The first parameter in the data must be a time column (type of "isotime") and this must be the independent variable for the dataset. If a subset of parameters is requested, the time column is always provided, even if it is not requested.

Data Stream Content

The three possible output formats are "csv", "binary", and "json". A HAPI server must support CSV, while binary and JSON are optional.

In the CSV stream, each record is one line of text, with commas between the values for each dataset parameter. Array parameters are unwound in the sense that each element in the array goes into its own column. Currently, only 1-D arrays are supported, so the ordering of the unwound columns is just the index ordering of the array elements. It is up to the server to decide how much precision to include in the ASCII values for the dataset parameters.

The binary data output is essentially a binary version of the CSV stream. Recall that the dataset header provides type information for each dataset parameter, and this definitively indicates the number of bytes and the byte structure of each parameter, and thus of each binary record in the stream. All numeric values are little endian, integers are always four byte, and floating point values are always IEEE 754 double precision values.

Dataset parameters of type ‘string’ and ‘isotime’ (which are just strings of ISO 8601 dates) must have in their header a length element. All strings in the binary stream should be null terminated, and so the length element in the header should include the null terminator as part of the length for that string parameter.

For the JSON output, an additional "data" element in the header contains an array of data records. These records are very similar to the CSV output, except that strings must be quoted and arays should be delimited with aray brackets in standard JSON fashion. An example helps illustrate what the JSON format looks like. Consider a dataset with four parameters: time, a scalar value, an 1-D array value with array length of 3, and a string value. The header might look like this:

{  "HAPI": "1.0",
   "creationDate”: "2016-06-15T12:34"
   "parameters": [
       { "name": "Time", "type": "isotime", "length": 24 },
       { "name": "quality_flag", "type": "integer", "description": "0=ok; 1=bad" },
       { "name": "mag_GSE", "type": "double", "units": "nT", "size" : [3],
           "description": "hourly average Cartesian magnetic field in nT in GSE" },
       { "name": "region", "type": "string", "length": 20}
   ]
}

The data rows with records from this dataset should look like this:

"data" : [
["2010-001T12:01:00",0,[0.44302,0.398,-8.49],"sheath"],
["2010-001T12:02:00",0,[0.44177,0.393,-9.45],"sheath"],
["2010-001T12:03:00",0,[0.44003,0.397,-9.38],"sheath"],
["2010-001T12:04:00",1,[0.43904,0.399,-9.16],"sheath"]
]

The overall data element is a JSON array of records. Each record is itself an array of parameters. The time and string values are in quotes, and any data parameter in the record that is an array must be inside square brackets. This overall data element appears as the last JSON element in the header.

▸ **TASK LIST**
1. In the HAPI data passage, reproduce everything between "The data rows" and "in the header.", inclusive, substituting "magnetosheath" for "sheath".
2. Report every line of the listing that contains the string "yellow", treating uppercase and lowercase as different.

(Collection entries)
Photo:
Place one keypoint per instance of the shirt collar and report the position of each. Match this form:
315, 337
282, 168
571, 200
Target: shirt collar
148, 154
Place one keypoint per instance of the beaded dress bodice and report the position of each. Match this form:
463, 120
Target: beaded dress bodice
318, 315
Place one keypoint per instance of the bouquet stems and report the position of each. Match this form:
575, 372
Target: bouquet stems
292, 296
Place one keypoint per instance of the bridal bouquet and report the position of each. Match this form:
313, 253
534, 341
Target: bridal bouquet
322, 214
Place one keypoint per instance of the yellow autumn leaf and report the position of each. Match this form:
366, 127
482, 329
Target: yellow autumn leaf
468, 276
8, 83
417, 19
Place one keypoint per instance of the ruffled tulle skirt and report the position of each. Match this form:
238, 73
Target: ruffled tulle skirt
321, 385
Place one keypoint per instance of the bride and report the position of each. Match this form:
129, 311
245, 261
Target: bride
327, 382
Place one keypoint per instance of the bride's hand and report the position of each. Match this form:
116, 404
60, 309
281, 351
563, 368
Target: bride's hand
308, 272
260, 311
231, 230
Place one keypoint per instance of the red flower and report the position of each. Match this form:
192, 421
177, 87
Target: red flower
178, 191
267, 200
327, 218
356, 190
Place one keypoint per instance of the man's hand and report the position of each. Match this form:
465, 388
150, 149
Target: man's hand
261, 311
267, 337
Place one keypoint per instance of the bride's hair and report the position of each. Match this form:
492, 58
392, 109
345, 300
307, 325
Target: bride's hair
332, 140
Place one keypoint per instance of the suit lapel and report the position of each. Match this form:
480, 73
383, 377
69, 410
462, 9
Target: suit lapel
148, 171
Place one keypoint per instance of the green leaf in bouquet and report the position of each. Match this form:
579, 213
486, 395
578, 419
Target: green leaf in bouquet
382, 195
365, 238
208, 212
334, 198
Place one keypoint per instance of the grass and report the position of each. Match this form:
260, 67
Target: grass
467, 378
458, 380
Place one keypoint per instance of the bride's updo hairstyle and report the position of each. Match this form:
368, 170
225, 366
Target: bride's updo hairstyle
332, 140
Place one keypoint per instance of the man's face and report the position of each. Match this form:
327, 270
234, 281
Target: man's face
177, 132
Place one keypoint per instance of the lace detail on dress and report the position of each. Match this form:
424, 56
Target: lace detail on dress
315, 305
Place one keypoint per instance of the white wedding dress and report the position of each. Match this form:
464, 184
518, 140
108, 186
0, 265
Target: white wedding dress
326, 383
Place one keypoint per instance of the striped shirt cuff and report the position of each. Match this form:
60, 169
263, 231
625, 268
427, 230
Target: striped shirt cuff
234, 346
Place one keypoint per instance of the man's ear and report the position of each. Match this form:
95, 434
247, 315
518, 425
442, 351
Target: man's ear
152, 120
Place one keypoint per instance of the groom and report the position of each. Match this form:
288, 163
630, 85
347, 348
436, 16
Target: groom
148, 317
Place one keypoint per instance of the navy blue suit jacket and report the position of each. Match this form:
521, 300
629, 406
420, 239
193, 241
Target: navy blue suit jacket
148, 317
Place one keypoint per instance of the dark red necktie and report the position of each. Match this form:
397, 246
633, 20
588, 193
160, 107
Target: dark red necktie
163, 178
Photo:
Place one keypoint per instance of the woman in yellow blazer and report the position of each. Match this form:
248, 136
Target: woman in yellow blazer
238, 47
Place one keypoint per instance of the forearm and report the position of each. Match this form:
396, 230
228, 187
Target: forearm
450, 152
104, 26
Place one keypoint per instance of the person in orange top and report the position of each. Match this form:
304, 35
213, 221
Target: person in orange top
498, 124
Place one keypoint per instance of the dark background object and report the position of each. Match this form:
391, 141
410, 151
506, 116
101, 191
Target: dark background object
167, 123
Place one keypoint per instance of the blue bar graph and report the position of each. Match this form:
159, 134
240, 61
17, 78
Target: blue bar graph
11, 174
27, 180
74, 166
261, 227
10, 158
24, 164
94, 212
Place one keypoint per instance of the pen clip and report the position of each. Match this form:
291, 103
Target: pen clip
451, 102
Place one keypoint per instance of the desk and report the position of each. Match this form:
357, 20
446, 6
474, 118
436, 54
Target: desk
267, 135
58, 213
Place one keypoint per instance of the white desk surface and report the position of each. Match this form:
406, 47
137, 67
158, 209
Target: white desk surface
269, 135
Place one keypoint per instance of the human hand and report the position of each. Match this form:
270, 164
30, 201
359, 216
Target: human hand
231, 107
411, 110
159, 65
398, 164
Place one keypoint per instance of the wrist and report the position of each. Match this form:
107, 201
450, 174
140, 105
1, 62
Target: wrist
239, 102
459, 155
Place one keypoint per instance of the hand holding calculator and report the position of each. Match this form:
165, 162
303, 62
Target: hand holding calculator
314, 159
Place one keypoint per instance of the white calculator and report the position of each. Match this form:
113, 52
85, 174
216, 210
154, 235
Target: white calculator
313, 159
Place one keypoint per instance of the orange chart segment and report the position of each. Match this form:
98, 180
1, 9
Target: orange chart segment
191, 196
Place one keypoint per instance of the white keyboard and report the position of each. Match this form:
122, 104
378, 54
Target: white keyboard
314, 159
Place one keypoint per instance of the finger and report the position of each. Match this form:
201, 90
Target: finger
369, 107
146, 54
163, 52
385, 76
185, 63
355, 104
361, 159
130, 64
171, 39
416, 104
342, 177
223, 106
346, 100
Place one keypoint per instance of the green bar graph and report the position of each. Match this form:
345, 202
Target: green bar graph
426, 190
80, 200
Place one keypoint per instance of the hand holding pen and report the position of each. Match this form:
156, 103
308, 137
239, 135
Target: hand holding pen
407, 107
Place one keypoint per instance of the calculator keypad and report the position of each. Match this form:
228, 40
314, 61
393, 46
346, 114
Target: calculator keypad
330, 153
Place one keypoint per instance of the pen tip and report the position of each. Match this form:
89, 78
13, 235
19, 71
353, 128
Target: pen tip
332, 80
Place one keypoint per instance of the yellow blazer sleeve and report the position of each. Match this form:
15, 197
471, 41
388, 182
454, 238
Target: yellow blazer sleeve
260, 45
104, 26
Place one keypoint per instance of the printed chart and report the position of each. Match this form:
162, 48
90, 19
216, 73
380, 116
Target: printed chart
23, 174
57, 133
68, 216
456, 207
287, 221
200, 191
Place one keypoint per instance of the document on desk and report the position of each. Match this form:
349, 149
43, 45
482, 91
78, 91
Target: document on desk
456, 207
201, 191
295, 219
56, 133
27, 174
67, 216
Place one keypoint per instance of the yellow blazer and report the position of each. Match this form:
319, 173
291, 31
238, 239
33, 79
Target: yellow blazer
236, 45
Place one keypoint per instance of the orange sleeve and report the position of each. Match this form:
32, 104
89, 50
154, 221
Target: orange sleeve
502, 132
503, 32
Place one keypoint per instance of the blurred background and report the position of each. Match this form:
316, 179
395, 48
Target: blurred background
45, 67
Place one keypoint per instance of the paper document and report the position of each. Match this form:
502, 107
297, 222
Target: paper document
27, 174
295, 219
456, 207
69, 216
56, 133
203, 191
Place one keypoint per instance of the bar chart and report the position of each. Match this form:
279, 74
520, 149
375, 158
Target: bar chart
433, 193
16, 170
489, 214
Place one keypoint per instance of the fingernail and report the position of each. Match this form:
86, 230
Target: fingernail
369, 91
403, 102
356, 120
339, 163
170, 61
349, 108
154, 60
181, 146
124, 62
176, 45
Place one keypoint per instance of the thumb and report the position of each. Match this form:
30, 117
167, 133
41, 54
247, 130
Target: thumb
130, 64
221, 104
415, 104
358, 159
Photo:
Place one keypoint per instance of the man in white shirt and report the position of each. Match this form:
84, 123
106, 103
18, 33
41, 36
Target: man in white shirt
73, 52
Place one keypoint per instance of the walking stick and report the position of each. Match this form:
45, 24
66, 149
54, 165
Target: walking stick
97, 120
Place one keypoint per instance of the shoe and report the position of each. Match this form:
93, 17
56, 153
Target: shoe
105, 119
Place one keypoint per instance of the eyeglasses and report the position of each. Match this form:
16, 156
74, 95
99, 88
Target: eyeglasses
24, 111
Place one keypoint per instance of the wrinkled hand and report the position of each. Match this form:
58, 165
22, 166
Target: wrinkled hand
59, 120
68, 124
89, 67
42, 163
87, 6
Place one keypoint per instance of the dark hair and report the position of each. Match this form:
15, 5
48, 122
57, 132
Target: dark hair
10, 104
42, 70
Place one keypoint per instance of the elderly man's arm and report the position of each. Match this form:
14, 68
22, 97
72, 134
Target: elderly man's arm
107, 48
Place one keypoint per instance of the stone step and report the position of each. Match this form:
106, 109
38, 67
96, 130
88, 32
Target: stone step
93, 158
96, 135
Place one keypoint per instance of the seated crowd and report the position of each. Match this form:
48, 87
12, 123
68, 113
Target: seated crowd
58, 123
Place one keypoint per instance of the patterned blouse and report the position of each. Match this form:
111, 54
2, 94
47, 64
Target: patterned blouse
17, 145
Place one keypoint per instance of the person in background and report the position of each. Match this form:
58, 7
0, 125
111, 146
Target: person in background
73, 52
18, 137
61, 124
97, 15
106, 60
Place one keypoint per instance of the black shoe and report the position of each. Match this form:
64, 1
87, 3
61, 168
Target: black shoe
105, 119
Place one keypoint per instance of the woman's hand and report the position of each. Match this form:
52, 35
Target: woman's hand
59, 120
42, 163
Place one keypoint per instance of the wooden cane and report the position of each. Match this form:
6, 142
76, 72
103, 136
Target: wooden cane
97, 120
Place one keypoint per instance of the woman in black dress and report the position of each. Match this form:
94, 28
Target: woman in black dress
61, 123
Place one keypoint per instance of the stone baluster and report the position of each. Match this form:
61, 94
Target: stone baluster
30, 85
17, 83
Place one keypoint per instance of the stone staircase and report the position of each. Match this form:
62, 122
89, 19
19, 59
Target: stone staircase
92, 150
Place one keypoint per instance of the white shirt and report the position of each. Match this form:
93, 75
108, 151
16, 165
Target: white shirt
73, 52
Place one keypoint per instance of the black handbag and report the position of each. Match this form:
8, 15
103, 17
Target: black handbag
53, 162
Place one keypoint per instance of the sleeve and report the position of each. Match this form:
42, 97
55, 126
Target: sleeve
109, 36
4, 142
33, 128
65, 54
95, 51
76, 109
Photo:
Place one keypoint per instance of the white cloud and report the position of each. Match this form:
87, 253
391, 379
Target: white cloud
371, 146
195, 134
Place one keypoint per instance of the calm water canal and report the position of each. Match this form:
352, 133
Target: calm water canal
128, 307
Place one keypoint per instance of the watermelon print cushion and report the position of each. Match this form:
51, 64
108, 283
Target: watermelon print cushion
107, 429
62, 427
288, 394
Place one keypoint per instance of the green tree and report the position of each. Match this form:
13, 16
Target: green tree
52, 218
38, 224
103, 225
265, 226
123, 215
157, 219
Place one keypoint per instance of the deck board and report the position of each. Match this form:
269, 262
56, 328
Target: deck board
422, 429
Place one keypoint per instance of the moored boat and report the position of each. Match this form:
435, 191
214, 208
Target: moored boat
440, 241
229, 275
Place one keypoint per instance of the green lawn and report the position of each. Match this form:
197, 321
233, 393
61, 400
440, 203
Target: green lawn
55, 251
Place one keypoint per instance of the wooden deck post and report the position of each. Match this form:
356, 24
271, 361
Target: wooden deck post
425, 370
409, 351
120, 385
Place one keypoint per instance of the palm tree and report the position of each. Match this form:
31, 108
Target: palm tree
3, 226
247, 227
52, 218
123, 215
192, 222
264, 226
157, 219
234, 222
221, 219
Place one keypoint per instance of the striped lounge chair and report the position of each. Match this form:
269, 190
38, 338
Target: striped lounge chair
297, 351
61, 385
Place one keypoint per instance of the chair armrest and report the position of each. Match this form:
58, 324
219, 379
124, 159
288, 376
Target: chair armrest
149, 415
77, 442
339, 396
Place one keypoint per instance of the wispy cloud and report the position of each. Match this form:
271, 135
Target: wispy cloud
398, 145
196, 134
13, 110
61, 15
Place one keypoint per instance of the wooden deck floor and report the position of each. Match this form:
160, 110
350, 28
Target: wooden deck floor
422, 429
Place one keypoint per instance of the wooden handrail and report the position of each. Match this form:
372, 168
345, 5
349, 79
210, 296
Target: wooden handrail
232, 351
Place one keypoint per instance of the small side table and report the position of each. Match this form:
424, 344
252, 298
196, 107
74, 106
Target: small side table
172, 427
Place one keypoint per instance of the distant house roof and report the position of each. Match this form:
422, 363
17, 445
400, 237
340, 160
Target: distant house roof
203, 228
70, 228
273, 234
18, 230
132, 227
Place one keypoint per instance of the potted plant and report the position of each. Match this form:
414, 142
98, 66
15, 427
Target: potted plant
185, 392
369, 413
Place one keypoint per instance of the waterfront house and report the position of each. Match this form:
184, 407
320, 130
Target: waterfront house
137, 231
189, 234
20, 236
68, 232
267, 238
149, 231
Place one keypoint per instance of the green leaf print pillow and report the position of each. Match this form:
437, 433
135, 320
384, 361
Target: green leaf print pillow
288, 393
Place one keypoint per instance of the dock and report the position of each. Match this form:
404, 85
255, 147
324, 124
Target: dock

▸ **TASK RESULTS**
1.
The data rows with records from this dataset should look like this:

"data" : [
["2010-001T12:01:00",0,[0.44302,0.398,-8.49],"magnetosheath"],
["2010-001T12:02:00",0,[0.44177,0.393,-9.45],"magnetosheath"],
["2010-001T12:03:00",0,[0.44003,0.397,-9.38],"magnetosheath"],
["2010-001T12:04:00",1,[0.43904,0.399,-9.16],"magnetosheath"]
]

The overall data element is a JSON array of records. Each record is itself an array of parameters. The time and string values are in quotes, and any data parameter in the record that is an array must be inside square brackets. This overall data element appears as the last JSON element in the header.

2.
Place one keypoint per instance of the yellow autumn leaf and report the position of each. Match this form:
Target: yellow autumn leaf
Place one keypoint per instance of the woman in yellow blazer and report the position of each. Match this form:
Target: woman in yellow blazer
Place one keypoint per instance of the yellow blazer sleeve and report the position of each. Match this form:
Target: yellow blazer sleeve
Place one keypoint per instance of the yellow blazer and report the position of each. Match this form:
Target: yellow blazer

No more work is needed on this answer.